Set problem 1:
Format the saved entries below as a JSON list of strings, one string per line and no blank lines. Include everything from the line containing "One keypoint belongs to every instance. Tag the sandy" down to the last line of the saved entries.
[start of Excerpt]
Pictures of exhausted and preoccupied young soldiers crammed in a trench, absorbed in the hostile environment of conflict flashed on my screen.
As I was just about to leave to the kitchen for a snack, the voice of a young man emitting from the TV caught my attention. He was sitting shirtless on what appeared to be a wall structure made up of sandbags, with a hat resting on his curly hair.
“They uhh… we can´t reach those big guns and they just keep dropping in, there’s nothing you can do. It’s like being a big bullseye on top of the hill... and uhh, you just sitting there waiting. You can’t be safe, you can be lucky.”
Narrating spontaneously with a smirk, the soldier did not modulate any kind of emotion, as if the one who was talking was a being within the unknown who had taken possession of him, banishing the personality from the nineteen-year-old boy he appeared to be. The image of another guy, probably the same age as the last one, brought my attention back to the screen. He was tying down his huge combat boot, sitting down on what appeared to be a pile of dirt surrounded by debris.
“Still planting all over, bouncing off you and uhh… it’s just a scare every time… and it gets worse. Closer they get, the more they throw, the more you get scared. When you get up it’s a wonderful feeling just to be alive, be able to walk around after one of those.”
His tired eyes hiding behind a pair of glasses and the depressed tone of his voice gave me the impression of a lonely teen deprived of strength and vitality, who was resigned to his fate.
The video of the adolescent slowly faded into the face of an individual who appeared to be older than the last two kids I had previously seen. Troops of soldiers kept on walking behind him as he tried to speak to the interviewer. Even though he looked mature and with more experience, the drops of sweat running down his forehead and his frowning expression projected a fatigue emotion emitting deep inside him, as if he had just come from an exhausting battle.
[end of Excerpt]
[start of Listing]
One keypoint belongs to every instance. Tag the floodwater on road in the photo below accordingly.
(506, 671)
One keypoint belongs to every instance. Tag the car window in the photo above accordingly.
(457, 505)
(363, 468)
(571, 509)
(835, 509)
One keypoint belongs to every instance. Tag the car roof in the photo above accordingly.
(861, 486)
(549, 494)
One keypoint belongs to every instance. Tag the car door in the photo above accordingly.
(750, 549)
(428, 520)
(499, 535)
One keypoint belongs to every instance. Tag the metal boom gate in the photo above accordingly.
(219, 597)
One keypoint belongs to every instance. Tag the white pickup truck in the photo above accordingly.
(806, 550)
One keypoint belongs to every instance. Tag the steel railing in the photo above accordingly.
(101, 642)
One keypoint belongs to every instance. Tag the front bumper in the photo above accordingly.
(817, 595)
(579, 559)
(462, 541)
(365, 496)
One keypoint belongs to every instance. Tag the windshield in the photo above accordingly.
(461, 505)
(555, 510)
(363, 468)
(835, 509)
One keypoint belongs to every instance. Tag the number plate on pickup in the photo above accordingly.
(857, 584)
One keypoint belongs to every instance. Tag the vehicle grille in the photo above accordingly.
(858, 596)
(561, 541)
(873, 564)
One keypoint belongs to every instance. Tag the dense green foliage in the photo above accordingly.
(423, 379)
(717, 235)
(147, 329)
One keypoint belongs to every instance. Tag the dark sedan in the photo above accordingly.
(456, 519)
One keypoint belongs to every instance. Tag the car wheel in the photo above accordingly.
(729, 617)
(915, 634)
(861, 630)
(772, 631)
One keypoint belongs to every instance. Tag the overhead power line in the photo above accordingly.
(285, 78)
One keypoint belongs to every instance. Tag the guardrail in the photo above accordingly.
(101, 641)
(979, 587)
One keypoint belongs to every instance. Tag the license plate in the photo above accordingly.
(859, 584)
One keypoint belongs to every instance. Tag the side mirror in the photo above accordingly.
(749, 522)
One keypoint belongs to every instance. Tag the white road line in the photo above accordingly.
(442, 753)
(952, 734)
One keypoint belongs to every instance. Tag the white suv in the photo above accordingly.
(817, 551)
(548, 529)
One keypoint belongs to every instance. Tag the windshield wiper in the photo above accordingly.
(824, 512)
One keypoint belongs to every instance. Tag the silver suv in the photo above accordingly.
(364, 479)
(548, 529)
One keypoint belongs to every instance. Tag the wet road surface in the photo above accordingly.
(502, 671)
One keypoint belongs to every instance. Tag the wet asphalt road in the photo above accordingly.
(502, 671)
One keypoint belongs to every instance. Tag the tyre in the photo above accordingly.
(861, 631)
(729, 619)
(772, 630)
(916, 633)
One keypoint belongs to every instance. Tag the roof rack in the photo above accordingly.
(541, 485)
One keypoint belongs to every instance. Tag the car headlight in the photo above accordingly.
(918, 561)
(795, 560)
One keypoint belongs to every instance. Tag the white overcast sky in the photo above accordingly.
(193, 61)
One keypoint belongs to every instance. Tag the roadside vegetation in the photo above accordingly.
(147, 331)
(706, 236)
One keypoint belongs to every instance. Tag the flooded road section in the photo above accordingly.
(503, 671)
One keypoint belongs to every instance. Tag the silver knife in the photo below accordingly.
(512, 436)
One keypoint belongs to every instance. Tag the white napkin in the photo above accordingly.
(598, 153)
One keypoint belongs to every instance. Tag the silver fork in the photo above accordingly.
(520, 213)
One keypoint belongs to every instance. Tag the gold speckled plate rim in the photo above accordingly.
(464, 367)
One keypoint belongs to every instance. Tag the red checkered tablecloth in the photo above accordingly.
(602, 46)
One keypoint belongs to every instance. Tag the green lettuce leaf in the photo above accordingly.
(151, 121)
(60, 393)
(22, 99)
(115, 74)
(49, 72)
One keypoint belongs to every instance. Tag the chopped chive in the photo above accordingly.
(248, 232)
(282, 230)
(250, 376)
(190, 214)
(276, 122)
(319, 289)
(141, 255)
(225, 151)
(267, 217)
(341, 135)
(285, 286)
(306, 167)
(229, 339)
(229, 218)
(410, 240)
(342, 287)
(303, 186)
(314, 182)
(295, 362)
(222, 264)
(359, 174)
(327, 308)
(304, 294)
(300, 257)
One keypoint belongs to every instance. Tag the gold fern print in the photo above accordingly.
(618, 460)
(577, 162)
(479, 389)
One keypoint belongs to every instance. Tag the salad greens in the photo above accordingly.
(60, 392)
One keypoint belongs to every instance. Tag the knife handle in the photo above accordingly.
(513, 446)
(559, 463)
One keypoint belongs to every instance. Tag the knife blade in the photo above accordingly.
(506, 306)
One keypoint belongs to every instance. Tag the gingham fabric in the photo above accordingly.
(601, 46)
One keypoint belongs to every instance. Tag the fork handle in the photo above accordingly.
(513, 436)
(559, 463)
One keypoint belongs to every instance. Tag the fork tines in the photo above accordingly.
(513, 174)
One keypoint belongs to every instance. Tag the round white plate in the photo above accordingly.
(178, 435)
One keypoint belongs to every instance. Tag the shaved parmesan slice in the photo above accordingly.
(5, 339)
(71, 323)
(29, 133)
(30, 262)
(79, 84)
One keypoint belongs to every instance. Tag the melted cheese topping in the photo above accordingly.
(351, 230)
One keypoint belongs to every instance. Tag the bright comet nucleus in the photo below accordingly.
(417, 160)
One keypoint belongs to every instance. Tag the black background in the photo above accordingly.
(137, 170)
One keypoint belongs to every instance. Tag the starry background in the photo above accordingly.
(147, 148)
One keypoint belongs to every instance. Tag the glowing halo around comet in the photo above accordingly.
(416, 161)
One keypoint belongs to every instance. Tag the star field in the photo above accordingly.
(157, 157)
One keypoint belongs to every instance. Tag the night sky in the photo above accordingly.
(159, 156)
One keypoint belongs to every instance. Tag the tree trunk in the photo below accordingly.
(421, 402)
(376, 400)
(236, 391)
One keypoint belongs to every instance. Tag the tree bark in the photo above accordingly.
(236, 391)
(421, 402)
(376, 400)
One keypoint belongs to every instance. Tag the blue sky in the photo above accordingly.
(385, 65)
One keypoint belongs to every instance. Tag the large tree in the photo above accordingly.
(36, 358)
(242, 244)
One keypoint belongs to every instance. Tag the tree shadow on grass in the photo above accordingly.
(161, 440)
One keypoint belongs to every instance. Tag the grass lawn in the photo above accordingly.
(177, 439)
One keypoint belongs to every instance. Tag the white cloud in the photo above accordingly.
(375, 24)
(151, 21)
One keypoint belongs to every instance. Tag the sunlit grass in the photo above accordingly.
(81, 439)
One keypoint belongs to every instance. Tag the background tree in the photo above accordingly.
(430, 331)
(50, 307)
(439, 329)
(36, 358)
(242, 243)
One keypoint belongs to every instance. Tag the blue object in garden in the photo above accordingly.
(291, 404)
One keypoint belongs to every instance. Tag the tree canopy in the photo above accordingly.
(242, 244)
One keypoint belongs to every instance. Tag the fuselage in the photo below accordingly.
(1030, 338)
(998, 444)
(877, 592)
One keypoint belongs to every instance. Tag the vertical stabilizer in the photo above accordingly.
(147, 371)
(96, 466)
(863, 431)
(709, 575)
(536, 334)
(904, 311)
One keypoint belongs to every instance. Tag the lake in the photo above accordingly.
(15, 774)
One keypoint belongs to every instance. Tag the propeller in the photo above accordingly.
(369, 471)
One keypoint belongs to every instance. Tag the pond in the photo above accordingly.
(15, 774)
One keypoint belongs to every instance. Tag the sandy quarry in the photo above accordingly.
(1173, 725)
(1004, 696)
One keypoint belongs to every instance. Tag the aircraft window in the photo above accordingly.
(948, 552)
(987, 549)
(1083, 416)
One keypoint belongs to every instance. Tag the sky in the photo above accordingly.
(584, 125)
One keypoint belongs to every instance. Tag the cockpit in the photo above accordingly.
[end of Listing]
Set problem 2:
Answer these questions about the passage on the soldiers seen on TV above:
(a) What was the first shirtless young man sitting on?
(b) What was the second young man doing to his combat boot?
(c) What was running down the older man's forehead?

Worked solution 1:
[
  "One keypoint belongs to every instance. Tag the sandy quarry in the photo above accordingly.",
  "(1173, 725)",
  "(1004, 696)",
  "One keypoint belongs to every instance. Tag the aircraft window in the photo above accordingly.",
  "(948, 552)",
  "(987, 549)",
  "(1083, 416)",
  "One keypoint belongs to every instance. Tag the sky in the photo above accordingly.",
  "(584, 125)",
  "One keypoint belongs to every instance. Tag the cockpit in the photo above accordingly."
]

Worked solution 2:
(a) He was sitting on what looked like a wall made of sandbags.
(b) He was tying it down.
(c) Drops of sweat.